__WHAT YOU HAVE TO DO__:
Convert the lines below into a Markdown table with the columns Row and Line, numbering each line in sequence and omitting blank lines. Leave the pictures out of the answer.

[Dataset entries]
========================================================================
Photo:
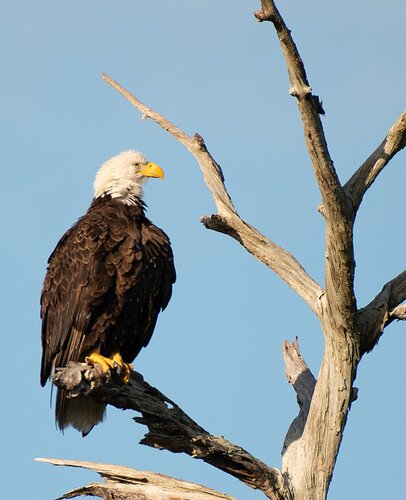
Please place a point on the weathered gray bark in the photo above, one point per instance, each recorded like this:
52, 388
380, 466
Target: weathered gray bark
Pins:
122, 483
313, 440
168, 425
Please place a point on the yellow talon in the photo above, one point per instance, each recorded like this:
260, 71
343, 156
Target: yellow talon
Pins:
111, 364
========================================================================
__OUTPUT BELOW__:
| Row | Line |
|---|---|
| 1 | Photo: |
| 2 | Please place a point on the weathered gray bark in the photo above, one point per instance, each recorded like this: |
| 3 | 52, 388 |
| 4 | 380, 466 |
| 5 | Target: weathered gray bark |
| 6 | Pins: |
| 7 | 122, 483 |
| 8 | 313, 440 |
| 9 | 168, 425 |
| 10 | Please place a point on the yellow talon in the photo above, one point per instance, each recorded like this: |
| 11 | 260, 71 |
| 12 | 343, 156 |
| 13 | Target: yellow talon |
| 14 | Pins: |
| 15 | 111, 364 |